Electrifying and Giddy

By
The New York Times

A London Musical With Energy to Burn, and Two Without It

Scene from Bat Out Of Hell The Musical : Strat and The Lost are jumping in unison, as if levitating

LONDON — When's the last time it felt as if an entire theater were about to levitate? That experience — electrifying and giddy and guaranteed to tap into every playgoer's inner rock god — can be had through Aug. 22 at the capacious Coliseum, where the Jim Steinman musical “Bat Out of Hell” is all but blasting an adoring audience out of their seats. Count me among the adorers.

As it happens, I'm not one of those who can recite every lyric of the vaunted Meat Loaf album of the same name, which was released 40 years ago and set songs like “Two Out of Three Ain't Bad” and “Paradise by the Dashboard Light” into orbit. Two more “Bat” albums followed.

But if the blissful overdrive of Jay Scheib's production can affect even a relative outlier, no wonder many around me looked bereft once the curtain came down. After so sustained an adrenaline rush, it's not easy returning to what passes these days for life's calm.

There's nothing sedate about the propulsive power of Mr. Steinman's portrait of literally ageless anomie, in which our forever bare-chested hero, Strat (the mighty Andrew Polec), is doomed to an eternity of being 18: Think Peter Pan meets Peter Frampton, in a dystopian police state ruled over by the volatile Falco. The feral-voiced occupant of that role, Rob Fowler, follows Mr. Polec's lead in discarding his shirt whenever the story — and the decibel levels — dictate.
================================
Challenge => Translate this sentence from the review of the London musical into Spanish: "After so sustained an adrenaline rush, it's not easy returning to what passes these days for life's calm."

Material =>
================================
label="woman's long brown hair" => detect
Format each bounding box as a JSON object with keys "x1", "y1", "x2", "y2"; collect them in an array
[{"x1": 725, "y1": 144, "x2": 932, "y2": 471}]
================================
The reply => Después de una descarga de adrenalina tan prolongada, no es fácil volver a lo que hoy en día pasa por la calma de la vida.